■ **LANGKAH KERJA**:
A – Salin bagian teks tentang konflik Simpang Bayat yang dimulai dari "Selasa, Mei 10, 2011" dan berakhir pada "(Bung Karno)".
B – Menurut teks tentang konflik Simpang Bayat, masyarakat Simpang Bayat berkonflik dengan perusahaan apa?
C – Tentukan apakah setiap pernyataan berikut sesuai dengan teks tentang konflik Simpang Bayat, lalu kutip kata-kata penentunya: (i) WALHI disebut sebagai forum organisasi non-pemerintah, organisasi masyarakat, dan kelompok pecinta alam terbesar di Indonesia. (ii) Para petani yang digusur mengungsi ke gedung sekolah. (iii) Bagi kaum tani, tanah adalah sumber terpokok kehidupan.
─── TEKS YANG DIBERIKAN
WALHI adalah forum organisasi Non Pemerintah, Organisasi Masyarakat dan kelompok pecinta Alam terbesar di Indonesia.WALHI bekerja membangun gerakan menuju tranformasi sosial, kedaulatan rakyat dan keberlanjutan Lingkungan Hidup.

Kunjungi Alamat Baru Kami

HEADLINES

  • Pengadilan Tinggi Nyatakan PT. BMH bersalah dan Di Hukum Ganti Rugi
  • Walhi Deklarasikan Desa Ekologis
  •   PT. Musi Hutan Persada/Marubeni Group Dilaporkan ke Komisi Nasional HAM
  • PT.BMH Penjahat Iklim, KLHK Lakukan Kasasi Segera
  • Di Gusur, 909 orang petani dan keluarganya terpaksa mengungsi di masjid, musholla dan tenda-tenda darurat

Selasa, Mei 10, 2011

Tuntutan aksi Masyarakat Simpang Bayat yang berkonflik dengan PT.PAKERIN

PERNYATAAN DAN TUNTUTAN

Tanah tidak boleh menjadi alat penghisapan, apalagi penghisapan dari modal-asing terhadap Rakyat Indonesia
(Bung Karno)

Semua orang menyadari bahwa tanah merupakan aset penting bagi kehidupan manusia. Terlebih terhadap kaum tani, tanah adalah sumber terpokok kehidupan. Tanah tempat petani hidup, tanah tempat petani menafkahi keluarga, tanah tempat petani memiliki kemampuan untuk menyekolahkan anak-anaknya, tanah bagian dari harkat dan martabatnya, dan secara mendasar tanah bagi petani adalah bagian yang tidak tepisahkan dalam hidup dan urat nadinya.
──────
─── INFORMASI TERCATAT
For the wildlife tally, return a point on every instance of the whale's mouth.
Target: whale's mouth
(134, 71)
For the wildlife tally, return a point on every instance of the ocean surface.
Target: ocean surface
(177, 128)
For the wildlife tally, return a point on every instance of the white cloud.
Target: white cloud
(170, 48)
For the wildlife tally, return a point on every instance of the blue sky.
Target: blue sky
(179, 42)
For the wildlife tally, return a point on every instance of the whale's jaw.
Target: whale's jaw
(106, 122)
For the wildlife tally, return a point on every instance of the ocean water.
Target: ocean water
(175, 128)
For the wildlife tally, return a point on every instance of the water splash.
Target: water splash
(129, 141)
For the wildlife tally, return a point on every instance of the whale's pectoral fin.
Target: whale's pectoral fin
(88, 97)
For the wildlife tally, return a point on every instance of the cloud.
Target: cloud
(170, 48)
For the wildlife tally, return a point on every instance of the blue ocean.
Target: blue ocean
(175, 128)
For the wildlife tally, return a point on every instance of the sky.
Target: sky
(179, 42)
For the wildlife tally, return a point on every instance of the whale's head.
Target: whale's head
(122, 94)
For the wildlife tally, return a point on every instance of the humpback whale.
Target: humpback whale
──────
■ **JAWABAN TIAP TUGAS**:
A –
Selasa, Mei 10, 2011

Tuntutan aksi Masyarakat Simpang Bayat yang berkonflik dengan PT.PAKERIN

PERNYATAAN DAN TUNTUTAN

Tanah tidak boleh menjadi alat penghisapan, apalagi penghisapan dari modal-asing terhadap Rakyat Indonesia
(Bung Karno)

B – PT.PAKERIN.

C –
(i) Ya: "WALHI adalah forum organisasi Non Pemerintah, Organisasi Masyarakat dan kelompok pecinta Alam terbesar di Indonesia"
(ii) Tidak: "terpaksa mengungsi di masjid, musholla dan tenda-tenda darurat"
(iii) Ya: "Terlebih terhadap kaum tani, tanah adalah sumber terpokok kehidupan."